How many lines in the rows below contain the string "flower"? Reply with the number only.
════════
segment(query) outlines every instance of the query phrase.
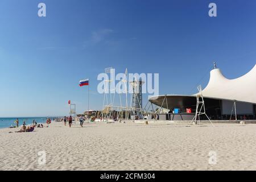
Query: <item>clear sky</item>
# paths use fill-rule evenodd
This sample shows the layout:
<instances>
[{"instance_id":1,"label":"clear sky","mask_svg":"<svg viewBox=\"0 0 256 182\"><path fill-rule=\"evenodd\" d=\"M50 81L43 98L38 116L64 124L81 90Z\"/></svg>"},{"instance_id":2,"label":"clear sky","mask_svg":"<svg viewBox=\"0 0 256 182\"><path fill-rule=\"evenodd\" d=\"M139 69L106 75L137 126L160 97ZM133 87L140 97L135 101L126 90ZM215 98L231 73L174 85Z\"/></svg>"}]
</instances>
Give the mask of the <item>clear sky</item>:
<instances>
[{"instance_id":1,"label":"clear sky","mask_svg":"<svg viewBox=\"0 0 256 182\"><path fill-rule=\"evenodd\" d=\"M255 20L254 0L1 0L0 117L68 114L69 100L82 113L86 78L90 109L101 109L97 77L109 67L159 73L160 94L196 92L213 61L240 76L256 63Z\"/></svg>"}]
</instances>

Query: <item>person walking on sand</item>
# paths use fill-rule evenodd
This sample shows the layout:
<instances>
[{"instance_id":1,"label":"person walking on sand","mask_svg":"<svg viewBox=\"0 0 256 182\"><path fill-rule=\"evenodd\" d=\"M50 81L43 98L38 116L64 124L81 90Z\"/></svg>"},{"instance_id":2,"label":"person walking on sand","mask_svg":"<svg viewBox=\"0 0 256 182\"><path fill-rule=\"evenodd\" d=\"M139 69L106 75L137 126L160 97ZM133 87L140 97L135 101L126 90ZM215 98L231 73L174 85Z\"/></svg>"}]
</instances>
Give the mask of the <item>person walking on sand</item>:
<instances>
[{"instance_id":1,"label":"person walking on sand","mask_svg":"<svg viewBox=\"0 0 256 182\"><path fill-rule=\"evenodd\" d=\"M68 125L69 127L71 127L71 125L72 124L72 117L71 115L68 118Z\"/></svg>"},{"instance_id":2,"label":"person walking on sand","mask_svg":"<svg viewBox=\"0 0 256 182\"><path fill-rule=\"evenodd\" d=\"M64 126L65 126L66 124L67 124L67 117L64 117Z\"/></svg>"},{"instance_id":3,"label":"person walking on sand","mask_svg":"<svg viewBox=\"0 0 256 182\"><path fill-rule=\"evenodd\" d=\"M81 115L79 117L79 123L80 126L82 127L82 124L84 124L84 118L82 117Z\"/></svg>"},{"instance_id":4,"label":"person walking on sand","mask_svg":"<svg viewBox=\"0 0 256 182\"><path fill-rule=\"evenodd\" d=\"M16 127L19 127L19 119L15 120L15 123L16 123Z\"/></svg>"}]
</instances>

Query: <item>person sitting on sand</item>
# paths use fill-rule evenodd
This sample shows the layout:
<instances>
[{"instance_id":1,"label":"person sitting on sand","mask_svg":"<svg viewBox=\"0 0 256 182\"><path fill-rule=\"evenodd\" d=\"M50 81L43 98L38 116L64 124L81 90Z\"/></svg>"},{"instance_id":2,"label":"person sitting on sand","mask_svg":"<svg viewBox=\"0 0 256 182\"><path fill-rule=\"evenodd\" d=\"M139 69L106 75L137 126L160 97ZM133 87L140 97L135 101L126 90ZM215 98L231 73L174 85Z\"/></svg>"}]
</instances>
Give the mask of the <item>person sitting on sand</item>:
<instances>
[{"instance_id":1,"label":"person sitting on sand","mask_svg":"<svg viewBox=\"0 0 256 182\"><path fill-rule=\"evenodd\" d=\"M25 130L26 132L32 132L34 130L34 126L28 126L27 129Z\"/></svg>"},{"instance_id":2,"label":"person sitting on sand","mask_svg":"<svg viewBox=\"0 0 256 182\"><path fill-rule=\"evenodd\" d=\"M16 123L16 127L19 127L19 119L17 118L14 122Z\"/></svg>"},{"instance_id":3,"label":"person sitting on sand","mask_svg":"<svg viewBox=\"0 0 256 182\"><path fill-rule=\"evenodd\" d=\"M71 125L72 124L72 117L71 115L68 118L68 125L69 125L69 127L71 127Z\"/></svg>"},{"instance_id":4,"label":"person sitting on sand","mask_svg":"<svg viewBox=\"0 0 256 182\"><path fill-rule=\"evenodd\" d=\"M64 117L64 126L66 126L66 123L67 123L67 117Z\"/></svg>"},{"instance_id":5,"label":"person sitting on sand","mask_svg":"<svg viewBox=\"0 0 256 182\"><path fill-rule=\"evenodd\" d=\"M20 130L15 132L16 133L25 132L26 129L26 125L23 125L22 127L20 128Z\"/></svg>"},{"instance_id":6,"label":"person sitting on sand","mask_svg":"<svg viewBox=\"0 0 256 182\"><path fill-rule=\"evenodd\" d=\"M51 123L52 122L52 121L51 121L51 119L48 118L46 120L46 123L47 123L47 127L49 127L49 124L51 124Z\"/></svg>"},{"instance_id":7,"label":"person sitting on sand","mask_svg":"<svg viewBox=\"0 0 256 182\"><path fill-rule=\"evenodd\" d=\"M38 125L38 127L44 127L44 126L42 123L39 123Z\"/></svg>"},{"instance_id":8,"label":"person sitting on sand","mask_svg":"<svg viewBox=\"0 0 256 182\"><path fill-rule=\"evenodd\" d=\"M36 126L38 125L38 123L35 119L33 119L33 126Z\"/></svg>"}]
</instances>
════════
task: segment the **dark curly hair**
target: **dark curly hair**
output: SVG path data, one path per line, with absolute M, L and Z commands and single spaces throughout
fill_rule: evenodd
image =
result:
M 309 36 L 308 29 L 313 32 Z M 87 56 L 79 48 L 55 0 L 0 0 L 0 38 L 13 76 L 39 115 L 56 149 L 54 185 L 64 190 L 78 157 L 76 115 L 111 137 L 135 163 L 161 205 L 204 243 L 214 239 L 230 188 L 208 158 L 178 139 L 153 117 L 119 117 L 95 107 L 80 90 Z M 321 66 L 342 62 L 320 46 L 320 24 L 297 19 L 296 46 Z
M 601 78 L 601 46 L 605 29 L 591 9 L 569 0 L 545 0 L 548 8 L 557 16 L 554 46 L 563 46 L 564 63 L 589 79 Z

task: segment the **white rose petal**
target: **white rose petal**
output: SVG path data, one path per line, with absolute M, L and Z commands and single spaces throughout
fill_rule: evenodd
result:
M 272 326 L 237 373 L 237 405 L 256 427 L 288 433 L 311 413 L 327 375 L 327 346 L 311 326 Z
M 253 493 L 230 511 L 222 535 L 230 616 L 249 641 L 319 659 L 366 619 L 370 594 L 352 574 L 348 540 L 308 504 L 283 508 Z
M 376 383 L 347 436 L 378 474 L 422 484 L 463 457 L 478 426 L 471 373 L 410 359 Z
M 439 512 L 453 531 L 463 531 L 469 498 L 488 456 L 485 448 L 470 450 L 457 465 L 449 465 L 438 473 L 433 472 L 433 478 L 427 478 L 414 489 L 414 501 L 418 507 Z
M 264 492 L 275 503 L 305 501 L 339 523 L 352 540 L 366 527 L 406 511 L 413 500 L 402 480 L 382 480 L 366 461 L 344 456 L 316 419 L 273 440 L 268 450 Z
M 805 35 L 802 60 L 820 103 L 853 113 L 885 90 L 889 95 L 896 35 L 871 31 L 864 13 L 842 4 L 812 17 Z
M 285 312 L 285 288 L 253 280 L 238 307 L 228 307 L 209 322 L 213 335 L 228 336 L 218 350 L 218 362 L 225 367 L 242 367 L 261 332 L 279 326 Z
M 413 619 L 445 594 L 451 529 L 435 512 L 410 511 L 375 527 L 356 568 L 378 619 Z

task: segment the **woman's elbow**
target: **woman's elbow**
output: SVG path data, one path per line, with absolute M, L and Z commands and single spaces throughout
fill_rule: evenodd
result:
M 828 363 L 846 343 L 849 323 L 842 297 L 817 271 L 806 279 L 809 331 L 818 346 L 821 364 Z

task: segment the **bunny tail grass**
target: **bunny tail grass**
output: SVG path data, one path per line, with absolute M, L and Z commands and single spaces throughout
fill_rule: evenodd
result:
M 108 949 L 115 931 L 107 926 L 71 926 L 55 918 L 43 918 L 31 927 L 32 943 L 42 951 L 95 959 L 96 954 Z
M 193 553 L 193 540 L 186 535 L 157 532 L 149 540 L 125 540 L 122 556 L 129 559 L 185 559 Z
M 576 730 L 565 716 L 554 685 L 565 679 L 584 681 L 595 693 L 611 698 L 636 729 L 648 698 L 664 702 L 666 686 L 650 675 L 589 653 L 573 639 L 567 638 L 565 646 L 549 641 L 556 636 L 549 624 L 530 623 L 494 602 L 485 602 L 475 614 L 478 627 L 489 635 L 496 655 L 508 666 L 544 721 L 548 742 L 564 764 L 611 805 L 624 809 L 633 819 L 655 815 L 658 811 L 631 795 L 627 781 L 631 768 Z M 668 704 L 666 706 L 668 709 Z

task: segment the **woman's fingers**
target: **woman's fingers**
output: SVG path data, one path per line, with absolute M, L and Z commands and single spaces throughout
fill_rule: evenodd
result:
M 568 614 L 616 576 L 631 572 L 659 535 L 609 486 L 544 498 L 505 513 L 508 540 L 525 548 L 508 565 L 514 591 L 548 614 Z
════════
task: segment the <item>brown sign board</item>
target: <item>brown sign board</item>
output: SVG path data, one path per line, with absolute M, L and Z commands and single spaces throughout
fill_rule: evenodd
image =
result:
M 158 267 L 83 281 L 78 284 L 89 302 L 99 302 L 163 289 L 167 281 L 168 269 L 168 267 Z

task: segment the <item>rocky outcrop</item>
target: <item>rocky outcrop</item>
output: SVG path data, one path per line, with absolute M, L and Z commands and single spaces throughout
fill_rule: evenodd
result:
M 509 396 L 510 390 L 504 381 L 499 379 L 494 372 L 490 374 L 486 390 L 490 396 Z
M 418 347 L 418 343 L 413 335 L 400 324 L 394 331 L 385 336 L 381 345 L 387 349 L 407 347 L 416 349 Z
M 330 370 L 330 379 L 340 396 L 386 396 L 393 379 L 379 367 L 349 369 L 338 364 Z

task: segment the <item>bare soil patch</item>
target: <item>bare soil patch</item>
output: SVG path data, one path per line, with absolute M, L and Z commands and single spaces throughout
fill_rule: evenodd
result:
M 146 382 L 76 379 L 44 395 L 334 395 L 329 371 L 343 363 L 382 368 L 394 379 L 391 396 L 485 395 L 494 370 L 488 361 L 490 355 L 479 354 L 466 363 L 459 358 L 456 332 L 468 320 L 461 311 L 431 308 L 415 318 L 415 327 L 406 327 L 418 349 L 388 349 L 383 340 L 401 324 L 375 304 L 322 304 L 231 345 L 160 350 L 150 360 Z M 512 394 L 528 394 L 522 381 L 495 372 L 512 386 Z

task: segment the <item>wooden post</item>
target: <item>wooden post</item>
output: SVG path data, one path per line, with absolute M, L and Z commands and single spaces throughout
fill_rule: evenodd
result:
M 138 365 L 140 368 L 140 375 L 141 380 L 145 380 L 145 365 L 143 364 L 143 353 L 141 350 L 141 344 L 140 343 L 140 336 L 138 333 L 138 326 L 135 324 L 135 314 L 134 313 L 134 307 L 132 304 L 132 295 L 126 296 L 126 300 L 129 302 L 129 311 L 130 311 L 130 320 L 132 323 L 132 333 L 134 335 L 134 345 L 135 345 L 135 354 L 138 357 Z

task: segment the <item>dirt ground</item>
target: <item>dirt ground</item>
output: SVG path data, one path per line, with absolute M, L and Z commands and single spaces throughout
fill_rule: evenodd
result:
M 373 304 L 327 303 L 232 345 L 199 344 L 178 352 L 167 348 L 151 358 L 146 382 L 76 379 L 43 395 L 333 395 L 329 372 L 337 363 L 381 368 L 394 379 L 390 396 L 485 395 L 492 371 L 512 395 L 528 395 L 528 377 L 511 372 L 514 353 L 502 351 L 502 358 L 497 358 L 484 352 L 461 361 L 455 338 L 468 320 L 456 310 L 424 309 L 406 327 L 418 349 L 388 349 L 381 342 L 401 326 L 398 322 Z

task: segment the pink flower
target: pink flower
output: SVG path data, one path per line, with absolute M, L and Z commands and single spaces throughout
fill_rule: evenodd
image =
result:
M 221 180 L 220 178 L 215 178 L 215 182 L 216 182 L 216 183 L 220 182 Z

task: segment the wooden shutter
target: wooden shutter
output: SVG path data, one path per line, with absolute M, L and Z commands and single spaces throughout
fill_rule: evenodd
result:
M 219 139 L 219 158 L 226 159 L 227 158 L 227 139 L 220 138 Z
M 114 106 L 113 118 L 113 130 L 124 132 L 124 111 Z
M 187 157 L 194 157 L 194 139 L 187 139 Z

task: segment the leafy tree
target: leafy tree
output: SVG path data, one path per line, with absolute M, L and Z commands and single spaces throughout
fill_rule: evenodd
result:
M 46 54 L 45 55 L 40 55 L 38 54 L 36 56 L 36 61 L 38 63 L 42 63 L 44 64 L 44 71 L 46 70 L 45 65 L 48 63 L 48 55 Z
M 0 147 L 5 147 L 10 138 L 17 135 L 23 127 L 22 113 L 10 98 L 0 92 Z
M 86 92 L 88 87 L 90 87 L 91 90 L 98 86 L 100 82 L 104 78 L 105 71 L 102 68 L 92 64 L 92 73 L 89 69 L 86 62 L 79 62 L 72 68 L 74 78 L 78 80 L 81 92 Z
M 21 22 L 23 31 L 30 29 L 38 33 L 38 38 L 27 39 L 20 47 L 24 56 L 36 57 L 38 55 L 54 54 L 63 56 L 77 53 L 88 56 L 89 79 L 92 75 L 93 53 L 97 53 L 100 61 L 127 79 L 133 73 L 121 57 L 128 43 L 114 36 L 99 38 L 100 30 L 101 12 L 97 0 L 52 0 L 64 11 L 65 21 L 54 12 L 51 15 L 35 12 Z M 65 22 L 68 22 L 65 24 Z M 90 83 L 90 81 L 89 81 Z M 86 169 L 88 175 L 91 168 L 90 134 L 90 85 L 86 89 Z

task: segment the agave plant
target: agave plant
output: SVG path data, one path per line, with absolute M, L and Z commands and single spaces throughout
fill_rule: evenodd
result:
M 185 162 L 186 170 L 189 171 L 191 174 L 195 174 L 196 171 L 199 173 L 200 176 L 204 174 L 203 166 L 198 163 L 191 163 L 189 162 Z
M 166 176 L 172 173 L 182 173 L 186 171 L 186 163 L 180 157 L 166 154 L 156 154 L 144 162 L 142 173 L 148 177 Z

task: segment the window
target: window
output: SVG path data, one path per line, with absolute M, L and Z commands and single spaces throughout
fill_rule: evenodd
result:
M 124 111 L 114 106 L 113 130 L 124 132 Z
════════
## [RESULT OF THE TASK]
2